* [What to produce]:
Within the material below, filter for lines that hold the word "plank".

-- Opening Marker --

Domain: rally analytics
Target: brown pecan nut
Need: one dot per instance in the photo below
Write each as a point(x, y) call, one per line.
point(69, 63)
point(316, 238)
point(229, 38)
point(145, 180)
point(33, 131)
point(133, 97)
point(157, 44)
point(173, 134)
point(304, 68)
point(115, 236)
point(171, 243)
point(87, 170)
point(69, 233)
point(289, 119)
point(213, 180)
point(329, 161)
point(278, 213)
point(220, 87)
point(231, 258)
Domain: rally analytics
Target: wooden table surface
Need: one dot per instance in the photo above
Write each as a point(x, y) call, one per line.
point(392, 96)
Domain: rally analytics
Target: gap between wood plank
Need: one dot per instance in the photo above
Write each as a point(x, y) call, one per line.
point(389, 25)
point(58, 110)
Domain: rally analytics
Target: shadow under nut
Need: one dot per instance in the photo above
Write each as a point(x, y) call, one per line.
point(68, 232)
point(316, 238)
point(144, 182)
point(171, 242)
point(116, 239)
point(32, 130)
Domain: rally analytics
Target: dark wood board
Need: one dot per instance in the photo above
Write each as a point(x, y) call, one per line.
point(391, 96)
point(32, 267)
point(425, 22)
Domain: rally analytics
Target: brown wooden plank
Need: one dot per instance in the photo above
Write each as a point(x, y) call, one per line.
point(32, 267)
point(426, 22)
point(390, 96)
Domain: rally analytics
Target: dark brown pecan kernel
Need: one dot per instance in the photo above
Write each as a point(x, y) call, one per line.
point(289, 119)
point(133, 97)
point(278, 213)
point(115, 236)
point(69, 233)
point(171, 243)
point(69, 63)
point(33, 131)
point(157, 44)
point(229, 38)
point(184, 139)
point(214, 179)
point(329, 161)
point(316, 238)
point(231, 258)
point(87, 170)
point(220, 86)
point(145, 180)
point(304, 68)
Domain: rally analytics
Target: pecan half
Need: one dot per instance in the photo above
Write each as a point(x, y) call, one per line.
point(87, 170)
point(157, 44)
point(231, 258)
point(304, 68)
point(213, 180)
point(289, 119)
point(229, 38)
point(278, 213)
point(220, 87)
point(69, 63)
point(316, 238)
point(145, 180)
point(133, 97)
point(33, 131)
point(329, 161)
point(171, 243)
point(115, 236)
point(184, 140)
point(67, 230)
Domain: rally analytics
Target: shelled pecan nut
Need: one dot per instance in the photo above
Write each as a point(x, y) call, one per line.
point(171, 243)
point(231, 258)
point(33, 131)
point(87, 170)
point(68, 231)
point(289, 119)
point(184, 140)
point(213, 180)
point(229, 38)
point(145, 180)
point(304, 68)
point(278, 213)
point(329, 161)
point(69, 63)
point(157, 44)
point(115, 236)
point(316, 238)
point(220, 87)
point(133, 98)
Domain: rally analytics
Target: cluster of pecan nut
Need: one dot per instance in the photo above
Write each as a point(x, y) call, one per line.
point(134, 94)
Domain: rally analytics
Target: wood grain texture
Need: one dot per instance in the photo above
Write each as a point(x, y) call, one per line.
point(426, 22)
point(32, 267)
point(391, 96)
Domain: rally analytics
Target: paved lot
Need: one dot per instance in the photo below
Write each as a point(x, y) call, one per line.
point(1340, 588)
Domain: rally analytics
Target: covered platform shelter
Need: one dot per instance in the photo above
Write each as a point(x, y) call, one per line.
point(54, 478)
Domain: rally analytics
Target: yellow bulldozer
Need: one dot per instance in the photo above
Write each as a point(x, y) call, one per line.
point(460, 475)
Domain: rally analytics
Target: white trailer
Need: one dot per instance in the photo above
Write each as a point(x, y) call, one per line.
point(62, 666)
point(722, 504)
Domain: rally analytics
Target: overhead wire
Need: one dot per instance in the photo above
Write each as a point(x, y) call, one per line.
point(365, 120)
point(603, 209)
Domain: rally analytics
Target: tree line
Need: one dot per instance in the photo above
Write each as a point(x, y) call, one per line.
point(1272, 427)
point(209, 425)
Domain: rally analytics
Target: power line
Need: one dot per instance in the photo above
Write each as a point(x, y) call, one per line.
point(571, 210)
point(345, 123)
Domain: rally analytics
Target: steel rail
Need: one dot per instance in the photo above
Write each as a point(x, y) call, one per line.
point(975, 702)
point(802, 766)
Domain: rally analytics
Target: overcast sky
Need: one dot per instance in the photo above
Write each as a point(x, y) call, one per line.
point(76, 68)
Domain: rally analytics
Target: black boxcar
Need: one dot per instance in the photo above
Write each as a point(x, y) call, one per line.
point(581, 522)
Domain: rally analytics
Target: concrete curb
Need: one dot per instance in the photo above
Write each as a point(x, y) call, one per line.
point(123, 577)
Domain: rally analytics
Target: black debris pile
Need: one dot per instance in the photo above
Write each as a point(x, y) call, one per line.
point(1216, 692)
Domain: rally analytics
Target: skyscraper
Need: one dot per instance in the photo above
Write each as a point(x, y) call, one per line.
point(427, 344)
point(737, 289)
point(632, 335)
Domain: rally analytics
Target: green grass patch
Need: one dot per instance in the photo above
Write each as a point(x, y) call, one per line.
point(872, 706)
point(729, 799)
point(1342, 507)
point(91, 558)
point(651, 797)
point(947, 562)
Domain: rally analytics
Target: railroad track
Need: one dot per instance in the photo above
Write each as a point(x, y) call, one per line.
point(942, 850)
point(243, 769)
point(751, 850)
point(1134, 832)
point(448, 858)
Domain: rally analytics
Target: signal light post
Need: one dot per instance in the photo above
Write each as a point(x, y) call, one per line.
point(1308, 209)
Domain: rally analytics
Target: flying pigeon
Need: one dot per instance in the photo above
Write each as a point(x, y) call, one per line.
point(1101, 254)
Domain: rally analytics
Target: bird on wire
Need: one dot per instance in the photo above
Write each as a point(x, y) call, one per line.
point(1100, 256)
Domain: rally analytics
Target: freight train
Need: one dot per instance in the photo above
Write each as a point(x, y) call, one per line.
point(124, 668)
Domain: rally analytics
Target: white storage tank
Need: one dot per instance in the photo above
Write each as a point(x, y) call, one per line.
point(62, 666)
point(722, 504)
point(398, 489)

-- Closing Marker --

* [Answer to this exercise]:
Target: gap between wood plank
Target: brown wooden plank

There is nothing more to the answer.